● Aim
Reproduce verbatim the final portion of the material below, from the line containing "For each instance of the gray chair" through its last line, and nothing else.

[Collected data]

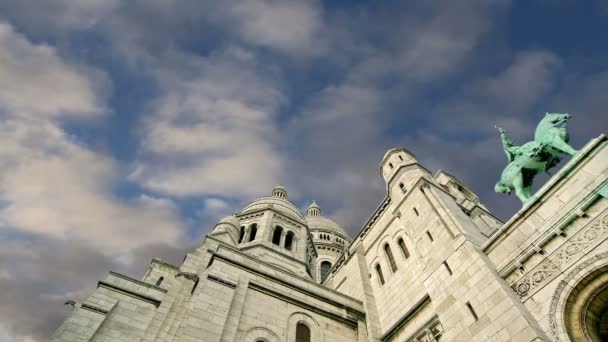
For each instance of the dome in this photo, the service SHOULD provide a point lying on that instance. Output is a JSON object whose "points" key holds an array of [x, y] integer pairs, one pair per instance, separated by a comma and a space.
{"points": [[231, 220], [277, 202], [390, 152], [313, 209], [323, 223]]}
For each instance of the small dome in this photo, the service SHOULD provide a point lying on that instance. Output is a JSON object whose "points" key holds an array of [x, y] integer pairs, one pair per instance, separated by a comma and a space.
{"points": [[392, 151], [313, 209], [323, 223], [231, 220], [277, 201], [279, 191]]}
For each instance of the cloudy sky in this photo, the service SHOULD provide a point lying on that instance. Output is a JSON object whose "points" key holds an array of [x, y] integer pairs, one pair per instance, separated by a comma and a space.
{"points": [[127, 128]]}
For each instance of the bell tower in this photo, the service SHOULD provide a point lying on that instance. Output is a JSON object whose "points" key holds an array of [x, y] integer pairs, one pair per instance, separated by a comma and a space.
{"points": [[401, 171]]}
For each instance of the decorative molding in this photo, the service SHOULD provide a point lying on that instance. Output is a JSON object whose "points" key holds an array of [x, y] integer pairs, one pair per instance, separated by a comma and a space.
{"points": [[553, 324], [221, 281], [94, 309], [430, 331], [129, 293], [165, 264], [138, 282], [406, 317], [272, 277], [314, 308], [561, 259], [188, 275]]}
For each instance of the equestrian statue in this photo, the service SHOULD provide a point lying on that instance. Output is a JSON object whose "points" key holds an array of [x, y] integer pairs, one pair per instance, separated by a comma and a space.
{"points": [[528, 160]]}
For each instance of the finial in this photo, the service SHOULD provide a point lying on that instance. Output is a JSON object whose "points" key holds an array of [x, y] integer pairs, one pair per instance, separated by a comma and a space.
{"points": [[279, 191], [313, 209]]}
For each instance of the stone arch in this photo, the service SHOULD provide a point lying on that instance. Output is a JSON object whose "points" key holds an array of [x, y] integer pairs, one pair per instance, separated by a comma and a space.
{"points": [[398, 233], [381, 242], [578, 298], [259, 333], [300, 317], [320, 260]]}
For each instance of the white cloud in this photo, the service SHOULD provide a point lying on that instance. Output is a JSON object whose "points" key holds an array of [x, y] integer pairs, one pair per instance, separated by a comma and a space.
{"points": [[35, 81], [212, 131], [289, 26], [54, 187], [50, 184]]}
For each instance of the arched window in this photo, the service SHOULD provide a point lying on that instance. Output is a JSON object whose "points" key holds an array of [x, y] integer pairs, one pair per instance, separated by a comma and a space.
{"points": [[401, 243], [325, 267], [276, 236], [253, 230], [379, 274], [302, 333], [389, 256], [289, 241], [242, 235]]}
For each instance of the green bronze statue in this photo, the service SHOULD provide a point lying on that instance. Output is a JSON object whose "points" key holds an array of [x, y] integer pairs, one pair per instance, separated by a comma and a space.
{"points": [[528, 160]]}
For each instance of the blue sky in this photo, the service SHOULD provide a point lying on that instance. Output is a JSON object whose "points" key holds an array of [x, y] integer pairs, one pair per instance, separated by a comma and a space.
{"points": [[128, 128]]}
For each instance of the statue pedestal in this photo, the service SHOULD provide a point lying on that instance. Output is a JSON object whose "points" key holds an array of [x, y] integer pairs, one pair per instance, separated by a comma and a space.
{"points": [[557, 239]]}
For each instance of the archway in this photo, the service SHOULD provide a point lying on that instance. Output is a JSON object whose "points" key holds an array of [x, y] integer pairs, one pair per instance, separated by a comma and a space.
{"points": [[586, 309], [579, 308]]}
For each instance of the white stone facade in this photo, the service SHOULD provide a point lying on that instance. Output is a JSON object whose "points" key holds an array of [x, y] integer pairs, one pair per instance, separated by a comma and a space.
{"points": [[431, 264]]}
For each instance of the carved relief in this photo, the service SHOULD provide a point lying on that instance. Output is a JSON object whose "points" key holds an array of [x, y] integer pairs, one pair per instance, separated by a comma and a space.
{"points": [[562, 258], [553, 321]]}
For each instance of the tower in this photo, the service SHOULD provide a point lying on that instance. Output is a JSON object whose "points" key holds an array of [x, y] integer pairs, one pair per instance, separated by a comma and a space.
{"points": [[329, 238], [273, 229]]}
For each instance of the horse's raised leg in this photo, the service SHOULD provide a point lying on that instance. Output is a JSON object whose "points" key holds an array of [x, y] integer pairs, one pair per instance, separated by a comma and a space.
{"points": [[563, 146], [520, 191]]}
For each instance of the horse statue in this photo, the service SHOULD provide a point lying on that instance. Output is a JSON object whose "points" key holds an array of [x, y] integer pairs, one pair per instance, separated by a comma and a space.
{"points": [[528, 160]]}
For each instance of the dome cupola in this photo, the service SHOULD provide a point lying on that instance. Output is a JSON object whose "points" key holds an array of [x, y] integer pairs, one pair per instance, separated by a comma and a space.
{"points": [[313, 209], [279, 191], [228, 226]]}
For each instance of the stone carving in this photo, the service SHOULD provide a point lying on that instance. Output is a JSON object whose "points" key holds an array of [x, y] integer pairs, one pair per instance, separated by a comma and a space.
{"points": [[188, 275], [571, 251], [71, 302], [553, 325], [541, 154]]}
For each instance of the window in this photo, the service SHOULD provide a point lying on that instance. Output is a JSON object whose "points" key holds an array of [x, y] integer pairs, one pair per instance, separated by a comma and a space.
{"points": [[447, 267], [401, 243], [402, 187], [379, 274], [473, 313], [389, 256], [302, 333], [253, 230], [276, 236], [242, 234], [325, 267], [288, 241]]}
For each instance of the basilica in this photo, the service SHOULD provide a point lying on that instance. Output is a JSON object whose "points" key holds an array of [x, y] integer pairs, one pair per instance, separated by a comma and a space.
{"points": [[431, 263]]}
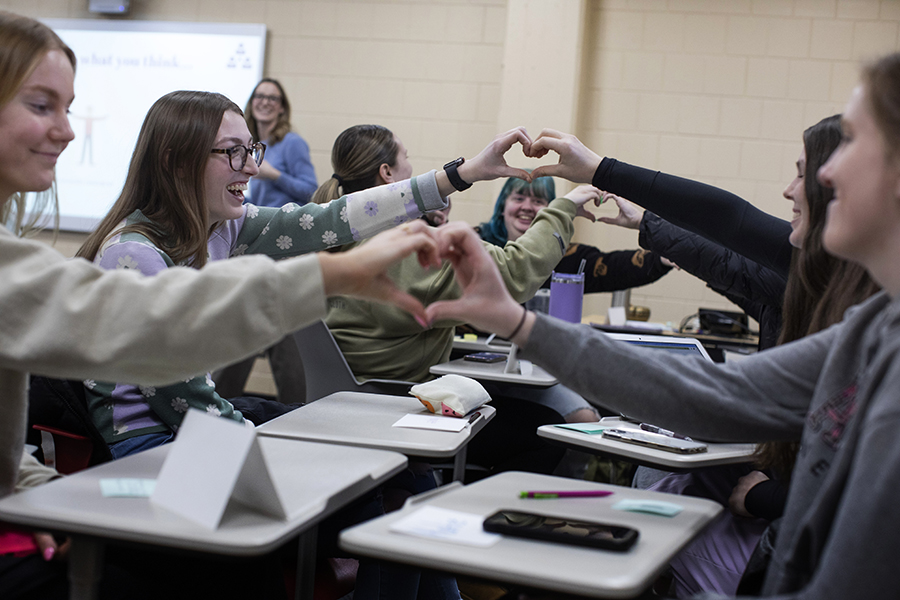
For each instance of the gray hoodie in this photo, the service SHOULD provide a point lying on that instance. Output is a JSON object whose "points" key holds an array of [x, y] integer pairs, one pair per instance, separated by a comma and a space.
{"points": [[838, 391]]}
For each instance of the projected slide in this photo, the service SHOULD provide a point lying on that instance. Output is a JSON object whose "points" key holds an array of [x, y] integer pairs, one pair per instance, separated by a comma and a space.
{"points": [[123, 68]]}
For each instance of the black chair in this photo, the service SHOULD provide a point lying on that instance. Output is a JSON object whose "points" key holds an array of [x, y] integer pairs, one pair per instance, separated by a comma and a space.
{"points": [[59, 424]]}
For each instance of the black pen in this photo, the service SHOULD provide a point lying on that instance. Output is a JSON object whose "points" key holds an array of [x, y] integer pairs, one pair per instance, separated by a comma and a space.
{"points": [[665, 432]]}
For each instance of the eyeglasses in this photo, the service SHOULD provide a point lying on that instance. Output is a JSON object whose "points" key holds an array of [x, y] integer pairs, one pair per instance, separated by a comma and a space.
{"points": [[240, 152], [266, 98]]}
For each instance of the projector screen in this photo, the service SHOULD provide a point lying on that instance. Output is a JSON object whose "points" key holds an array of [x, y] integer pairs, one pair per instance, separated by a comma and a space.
{"points": [[123, 68]]}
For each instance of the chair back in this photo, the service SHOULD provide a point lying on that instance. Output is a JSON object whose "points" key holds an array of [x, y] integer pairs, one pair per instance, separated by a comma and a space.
{"points": [[327, 370], [57, 407]]}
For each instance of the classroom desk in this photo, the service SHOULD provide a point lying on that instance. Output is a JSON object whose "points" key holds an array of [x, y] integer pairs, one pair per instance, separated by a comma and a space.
{"points": [[716, 454], [560, 568], [366, 420], [313, 480]]}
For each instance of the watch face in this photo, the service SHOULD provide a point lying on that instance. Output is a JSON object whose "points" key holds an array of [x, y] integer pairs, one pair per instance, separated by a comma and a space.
{"points": [[455, 163]]}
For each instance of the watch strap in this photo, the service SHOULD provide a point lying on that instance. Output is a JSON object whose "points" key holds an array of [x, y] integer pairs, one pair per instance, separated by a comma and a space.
{"points": [[453, 175]]}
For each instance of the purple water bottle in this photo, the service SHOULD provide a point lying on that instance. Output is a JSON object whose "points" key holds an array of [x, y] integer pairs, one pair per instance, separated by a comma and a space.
{"points": [[566, 296]]}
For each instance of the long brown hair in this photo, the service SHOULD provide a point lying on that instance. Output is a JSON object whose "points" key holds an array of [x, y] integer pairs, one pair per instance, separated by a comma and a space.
{"points": [[356, 157], [24, 43], [820, 287], [881, 82], [165, 178], [282, 125]]}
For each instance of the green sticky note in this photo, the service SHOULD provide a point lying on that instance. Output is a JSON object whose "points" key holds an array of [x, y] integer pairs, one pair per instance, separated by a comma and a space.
{"points": [[589, 428], [652, 507]]}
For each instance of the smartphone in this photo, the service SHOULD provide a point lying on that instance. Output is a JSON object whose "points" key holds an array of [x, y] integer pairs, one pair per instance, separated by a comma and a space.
{"points": [[561, 530], [485, 357], [655, 440]]}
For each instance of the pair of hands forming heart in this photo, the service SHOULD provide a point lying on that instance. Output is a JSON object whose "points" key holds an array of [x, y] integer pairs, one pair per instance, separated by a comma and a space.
{"points": [[577, 162], [363, 272]]}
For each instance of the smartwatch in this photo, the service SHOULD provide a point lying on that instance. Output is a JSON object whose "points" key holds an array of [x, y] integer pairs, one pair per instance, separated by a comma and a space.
{"points": [[453, 175]]}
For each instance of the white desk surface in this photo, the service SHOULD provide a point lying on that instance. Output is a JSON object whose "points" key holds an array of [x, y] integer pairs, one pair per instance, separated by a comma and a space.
{"points": [[538, 377], [366, 420], [561, 568], [313, 480], [716, 454]]}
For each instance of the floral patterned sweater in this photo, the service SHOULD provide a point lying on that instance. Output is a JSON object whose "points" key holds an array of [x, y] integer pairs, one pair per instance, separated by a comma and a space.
{"points": [[122, 410]]}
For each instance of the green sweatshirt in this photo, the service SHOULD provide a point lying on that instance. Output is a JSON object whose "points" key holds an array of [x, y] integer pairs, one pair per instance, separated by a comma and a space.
{"points": [[381, 341]]}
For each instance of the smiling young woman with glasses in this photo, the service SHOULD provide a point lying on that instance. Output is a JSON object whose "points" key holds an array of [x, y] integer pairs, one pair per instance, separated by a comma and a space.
{"points": [[183, 204], [286, 174]]}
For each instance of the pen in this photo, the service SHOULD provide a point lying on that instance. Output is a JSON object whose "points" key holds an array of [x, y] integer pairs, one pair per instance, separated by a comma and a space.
{"points": [[665, 432], [570, 494]]}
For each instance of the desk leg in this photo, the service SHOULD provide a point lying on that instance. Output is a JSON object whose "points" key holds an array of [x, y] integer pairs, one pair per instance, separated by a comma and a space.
{"points": [[306, 565], [459, 465], [85, 567]]}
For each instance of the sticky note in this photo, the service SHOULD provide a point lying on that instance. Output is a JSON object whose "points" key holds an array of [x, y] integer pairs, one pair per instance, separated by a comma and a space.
{"points": [[652, 507]]}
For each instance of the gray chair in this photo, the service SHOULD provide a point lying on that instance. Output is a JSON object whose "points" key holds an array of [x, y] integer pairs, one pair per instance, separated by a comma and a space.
{"points": [[327, 370]]}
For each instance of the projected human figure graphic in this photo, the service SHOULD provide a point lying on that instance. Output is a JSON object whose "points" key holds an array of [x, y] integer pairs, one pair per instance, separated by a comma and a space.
{"points": [[87, 148]]}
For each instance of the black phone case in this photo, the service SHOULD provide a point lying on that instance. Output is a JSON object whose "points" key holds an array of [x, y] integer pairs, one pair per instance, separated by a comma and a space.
{"points": [[499, 523]]}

● Answer to this task
For each instance of the gray chair in this photo, the service SHOULD provide a point lying on that instance. Output is a JSON object whose "points" key holds an array of [x, y] integer pairs, one pair per instance, separated by a comma and a space.
{"points": [[327, 370]]}
For each instance of the projected human figure graphic in this photo, the service SHOULD provide a point lying on that instance. Output is a JSON object whose "points" key holds an array of [x, y] integer pairs, one pair per instance, separated by a comma and a space.
{"points": [[87, 148]]}
For each instance of the black phone case in this photo, the service SHOULD provide a point lying on that instance. Output is a JSON object whose "points" key holds an array of [x, y] integer pairs, one pair per instance, separated by a comma and a space.
{"points": [[499, 523]]}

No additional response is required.